» Instructions to follow: Can you write out every line of the rows below as a numbered list, skipping blank lines and leaving the pictures out?
::::::
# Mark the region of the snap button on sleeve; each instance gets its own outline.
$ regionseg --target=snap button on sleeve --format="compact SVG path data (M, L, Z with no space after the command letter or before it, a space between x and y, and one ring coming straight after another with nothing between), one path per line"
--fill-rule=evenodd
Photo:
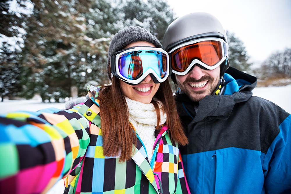
M87 111L86 112L86 115L87 116L91 116L92 114L92 112L91 111Z

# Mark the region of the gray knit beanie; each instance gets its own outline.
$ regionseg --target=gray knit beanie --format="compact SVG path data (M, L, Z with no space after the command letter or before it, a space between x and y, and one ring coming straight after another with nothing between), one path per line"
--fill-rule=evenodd
M107 59L107 75L109 79L111 80L110 56L124 49L131 43L139 41L146 41L152 44L157 48L162 48L162 45L157 38L144 28L138 26L131 26L119 31L115 34L109 46Z

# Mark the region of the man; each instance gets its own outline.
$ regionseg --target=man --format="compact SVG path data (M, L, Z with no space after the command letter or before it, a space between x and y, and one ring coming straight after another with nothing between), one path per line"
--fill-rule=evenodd
M163 44L189 141L180 150L192 193L291 193L291 115L252 96L256 78L229 67L219 21L186 15Z

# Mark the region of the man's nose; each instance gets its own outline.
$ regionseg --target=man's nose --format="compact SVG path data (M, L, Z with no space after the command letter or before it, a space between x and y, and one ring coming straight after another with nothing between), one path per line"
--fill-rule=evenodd
M204 73L203 70L197 65L194 66L192 70L190 72L190 76L195 79L199 79L205 75L205 74Z

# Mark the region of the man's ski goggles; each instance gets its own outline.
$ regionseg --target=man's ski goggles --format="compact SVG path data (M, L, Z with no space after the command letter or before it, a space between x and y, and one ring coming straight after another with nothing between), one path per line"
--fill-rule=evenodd
M173 73L187 74L196 64L211 70L219 66L228 56L227 43L217 38L201 38L178 45L169 52Z
M131 47L122 50L111 55L110 63L111 76L131 85L139 84L150 74L155 83L160 83L171 72L168 53L154 47Z

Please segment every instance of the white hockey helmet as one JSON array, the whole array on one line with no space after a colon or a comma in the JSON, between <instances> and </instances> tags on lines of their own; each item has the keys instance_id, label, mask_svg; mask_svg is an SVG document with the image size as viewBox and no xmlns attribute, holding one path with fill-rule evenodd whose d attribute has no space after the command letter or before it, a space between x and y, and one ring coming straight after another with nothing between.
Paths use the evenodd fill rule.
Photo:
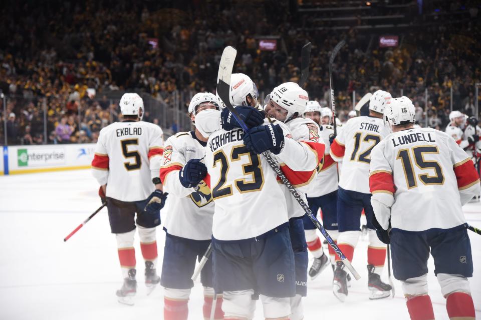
::::::
» Correct output:
1. # Mark the region of the snap button on sleeve; each instance gets its own outline.
2. $ regionseg --target=snap button on sleeve --format="compact SVG path data (M, L, Z with no space after the command letter or before it, a space between x and y, and one ring coming straight after another with nothing between), one path per line"
3. --fill-rule=evenodd
4. Photo:
5. M87 111L86 112L86 115L87 116L91 116L92 114L92 112L91 111Z
6. # Mark the region of the gray knit beanie; each instance gets its own outline.
7. $ regionseg --target=gray knit beanie --format="compact SVG path data (M, L, Z with no space after the command letter or before it, a space between x and y, and one ring coming straight after another with nothing between), one path per line"
8. --fill-rule=evenodd
9. M107 59L107 75L109 79L111 80L110 56L124 49L131 43L139 41L146 41L152 44L157 48L162 48L162 45L157 38L144 28L138 26L131 26L119 31L115 34L109 46Z
10. # Mark the region of the man; each instance gets its own outline.
11. $ regionseg --target=man --format="compact SVG path data (M, L, Z with no space after the command letter or before it, a space between x and y, and one ring coming straight after another with nothing between), one path per line"
12. --fill-rule=evenodd
13. M163 44L189 141L180 150L192 193L291 193L291 115L252 96L256 78L229 67L219 21L186 15Z
14. # Mark the region of the man's nose; each instance gets its own outline.
15. $ regionseg --target=man's nose --format="compact SVG path data (M, L, Z with no space after the command letter or before it, a space between x and y, and one ring coming straight after another with nothing between), one path per line"
16. --fill-rule=evenodd
17. M204 73L203 70L197 65L194 66L192 70L190 72L190 76L195 79L199 79L205 75L205 74Z
18. # Mark the region of the man's ski goggles; each instance gets its own outline.
19. $ regionseg --target=man's ski goggles --format="compact SVG path data (M, L, Z with no space after the command letter or before it, a space between x and y, and one ring coming straight after another with nothing between), one path per line"
20. --fill-rule=evenodd
21. M173 73L187 74L196 64L211 70L219 66L228 56L227 43L217 38L201 38L178 45L169 52Z
22. M131 47L122 50L111 55L110 63L111 76L131 85L139 84L150 74L155 83L160 83L171 72L168 53L154 47Z
23. Please segment every instance of the white hockey helmet as one JSON array, the whole array on one line with no space after a colon or a comma in the JSON, between <instances> and </instances> tags on lines of their own; each item has the keys instance_id, label, mask_svg; mask_svg is an SVG document with the image size as viewBox and no xmlns attribute, holding one path with fill-rule evenodd whose d attribute has no space after the command letter or before it, a space between x and y, and one ring coming straight after another with nothing between.
24. Paths use the evenodd fill rule.
25. Photo:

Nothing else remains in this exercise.